## [EXERCISE MATERIAL]
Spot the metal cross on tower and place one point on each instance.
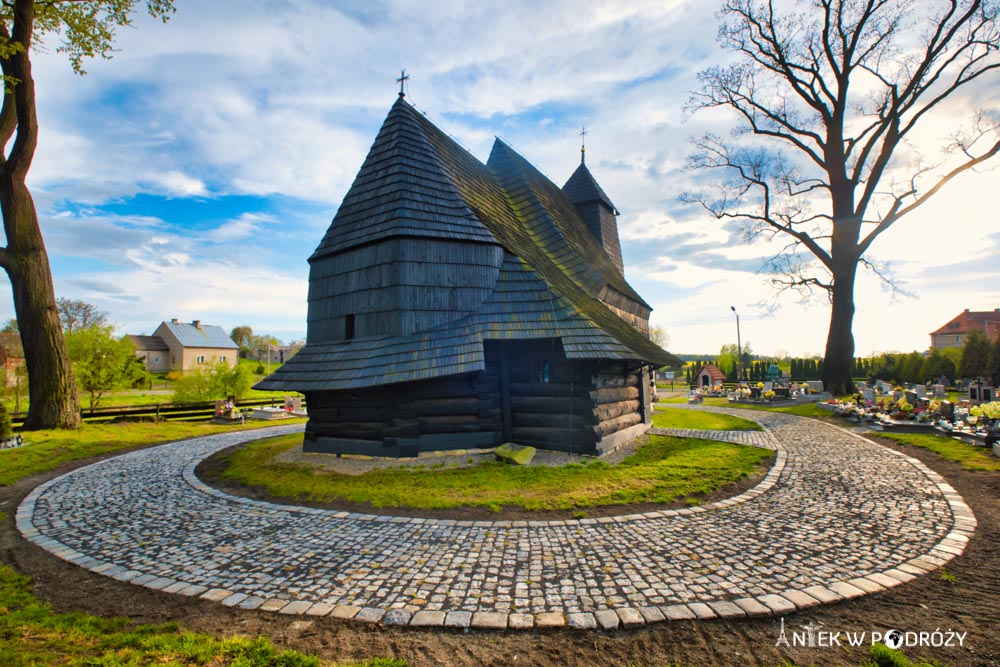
(403, 78)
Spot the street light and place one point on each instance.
(739, 348)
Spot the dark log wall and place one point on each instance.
(549, 396)
(529, 393)
(460, 412)
(399, 286)
(619, 399)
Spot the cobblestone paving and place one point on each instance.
(837, 517)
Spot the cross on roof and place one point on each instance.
(403, 78)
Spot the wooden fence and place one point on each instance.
(170, 411)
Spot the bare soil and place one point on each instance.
(968, 600)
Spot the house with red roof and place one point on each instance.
(954, 333)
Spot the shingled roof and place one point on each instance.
(551, 278)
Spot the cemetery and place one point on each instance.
(919, 408)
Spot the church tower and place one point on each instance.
(596, 209)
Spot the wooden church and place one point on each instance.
(457, 305)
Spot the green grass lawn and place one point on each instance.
(695, 419)
(32, 634)
(664, 470)
(49, 449)
(969, 456)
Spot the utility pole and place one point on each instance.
(739, 348)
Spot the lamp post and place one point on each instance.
(739, 348)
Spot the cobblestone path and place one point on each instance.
(837, 517)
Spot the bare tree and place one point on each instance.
(75, 315)
(87, 28)
(830, 101)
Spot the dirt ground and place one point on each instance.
(966, 601)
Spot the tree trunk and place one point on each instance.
(838, 363)
(52, 391)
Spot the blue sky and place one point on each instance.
(193, 174)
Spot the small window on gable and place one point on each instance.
(543, 372)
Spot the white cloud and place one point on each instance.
(281, 100)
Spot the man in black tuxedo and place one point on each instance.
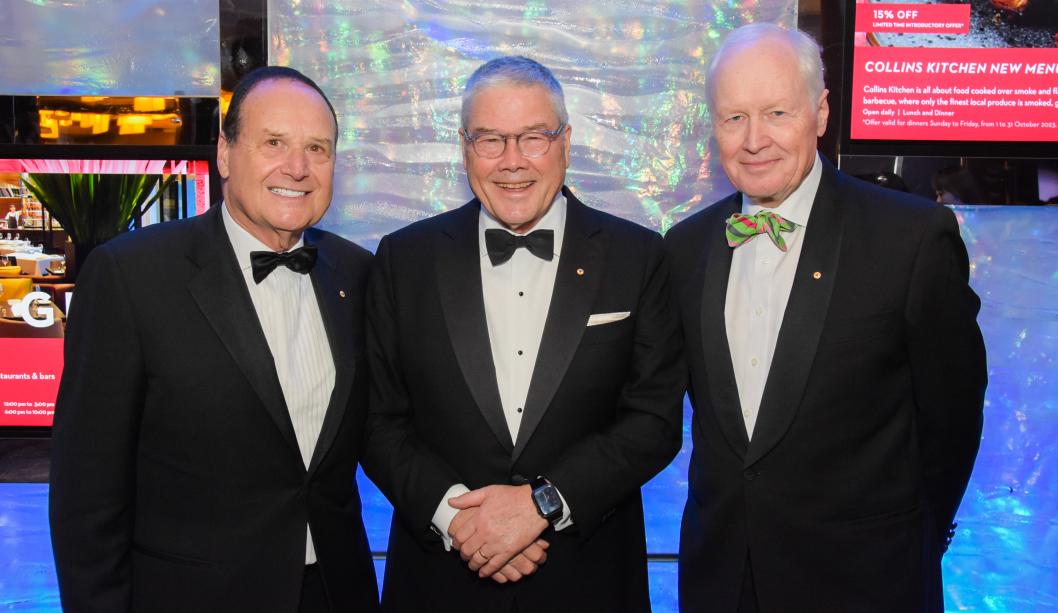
(527, 376)
(212, 408)
(837, 370)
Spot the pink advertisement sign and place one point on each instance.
(950, 72)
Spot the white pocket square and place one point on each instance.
(599, 319)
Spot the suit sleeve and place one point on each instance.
(412, 475)
(94, 444)
(604, 469)
(947, 358)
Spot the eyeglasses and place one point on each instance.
(531, 144)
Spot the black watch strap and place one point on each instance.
(547, 500)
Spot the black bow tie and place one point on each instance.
(502, 244)
(265, 262)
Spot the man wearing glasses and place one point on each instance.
(527, 376)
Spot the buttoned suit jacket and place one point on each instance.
(177, 481)
(870, 420)
(602, 414)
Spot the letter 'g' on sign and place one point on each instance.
(46, 316)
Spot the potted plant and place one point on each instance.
(94, 208)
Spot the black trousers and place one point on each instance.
(747, 602)
(313, 593)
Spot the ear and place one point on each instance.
(823, 111)
(567, 143)
(464, 147)
(222, 147)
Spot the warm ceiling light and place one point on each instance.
(147, 105)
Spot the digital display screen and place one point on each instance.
(969, 71)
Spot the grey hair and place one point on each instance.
(805, 49)
(513, 70)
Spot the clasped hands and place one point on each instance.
(497, 532)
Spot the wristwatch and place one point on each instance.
(547, 500)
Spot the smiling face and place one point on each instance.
(764, 122)
(278, 174)
(515, 190)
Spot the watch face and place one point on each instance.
(548, 501)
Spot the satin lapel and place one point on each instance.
(803, 320)
(462, 301)
(220, 291)
(567, 316)
(716, 352)
(338, 321)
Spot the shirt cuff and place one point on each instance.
(445, 512)
(567, 516)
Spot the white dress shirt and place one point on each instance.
(759, 287)
(289, 313)
(517, 295)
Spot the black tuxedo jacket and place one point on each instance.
(870, 420)
(602, 416)
(177, 481)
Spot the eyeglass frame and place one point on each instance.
(551, 137)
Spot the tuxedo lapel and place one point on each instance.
(339, 324)
(716, 352)
(583, 250)
(220, 291)
(803, 320)
(462, 301)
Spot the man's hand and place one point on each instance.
(505, 525)
(524, 563)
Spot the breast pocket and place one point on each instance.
(606, 332)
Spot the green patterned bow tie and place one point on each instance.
(742, 228)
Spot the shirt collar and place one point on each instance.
(242, 241)
(797, 206)
(554, 219)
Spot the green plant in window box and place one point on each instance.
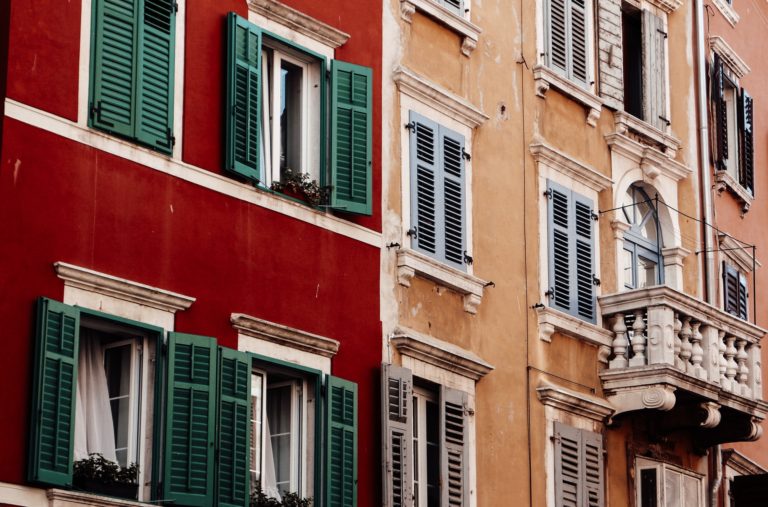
(100, 475)
(260, 499)
(300, 186)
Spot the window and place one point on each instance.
(643, 266)
(660, 484)
(644, 45)
(438, 191)
(578, 467)
(198, 426)
(426, 441)
(131, 93)
(280, 105)
(571, 252)
(567, 44)
(733, 126)
(735, 295)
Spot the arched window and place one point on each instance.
(642, 242)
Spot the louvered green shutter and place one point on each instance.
(397, 399)
(154, 71)
(54, 393)
(233, 429)
(113, 66)
(190, 420)
(351, 136)
(341, 443)
(243, 97)
(746, 135)
(454, 465)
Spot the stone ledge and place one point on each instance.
(411, 263)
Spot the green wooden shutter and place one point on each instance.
(351, 136)
(746, 137)
(190, 420)
(341, 442)
(243, 97)
(154, 69)
(397, 399)
(113, 66)
(233, 429)
(54, 393)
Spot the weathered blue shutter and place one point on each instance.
(190, 420)
(54, 393)
(233, 428)
(425, 155)
(746, 136)
(559, 232)
(113, 66)
(154, 125)
(583, 241)
(454, 208)
(351, 137)
(341, 443)
(243, 97)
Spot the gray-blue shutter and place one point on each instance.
(425, 155)
(454, 208)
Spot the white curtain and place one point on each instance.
(94, 431)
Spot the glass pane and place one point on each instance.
(648, 488)
(291, 77)
(672, 489)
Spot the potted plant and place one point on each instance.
(300, 186)
(99, 475)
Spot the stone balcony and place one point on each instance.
(674, 353)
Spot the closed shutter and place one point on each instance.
(190, 420)
(112, 66)
(397, 397)
(243, 103)
(746, 136)
(578, 468)
(53, 396)
(351, 131)
(155, 74)
(721, 113)
(341, 442)
(233, 429)
(454, 469)
(654, 65)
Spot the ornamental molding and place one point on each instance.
(284, 335)
(567, 400)
(544, 153)
(734, 62)
(437, 97)
(299, 22)
(439, 353)
(120, 288)
(468, 31)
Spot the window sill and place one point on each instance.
(468, 31)
(725, 180)
(65, 498)
(551, 321)
(411, 263)
(546, 78)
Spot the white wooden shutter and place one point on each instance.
(453, 458)
(397, 399)
(655, 70)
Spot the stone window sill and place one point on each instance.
(725, 180)
(411, 263)
(546, 78)
(551, 321)
(468, 31)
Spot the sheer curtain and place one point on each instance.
(94, 430)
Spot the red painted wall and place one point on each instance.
(44, 52)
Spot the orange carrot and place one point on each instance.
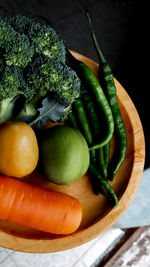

## [BRIEF]
Leave out the pictures, then reproduce exactly the run of lines from the one that contains "Spot the stone window" to the final line of the listing above.

## [SOLUTION FOR THIS TASK]
Spot the stone window sill and place one point on each instance.
(725, 180)
(411, 263)
(546, 78)
(551, 321)
(468, 31)
Spot the sheer curtain and place one point on each instance.
(94, 430)
Spot the red painted wall and place one point on each instance.
(44, 52)
Spot the orange carrot and place one point on each instance.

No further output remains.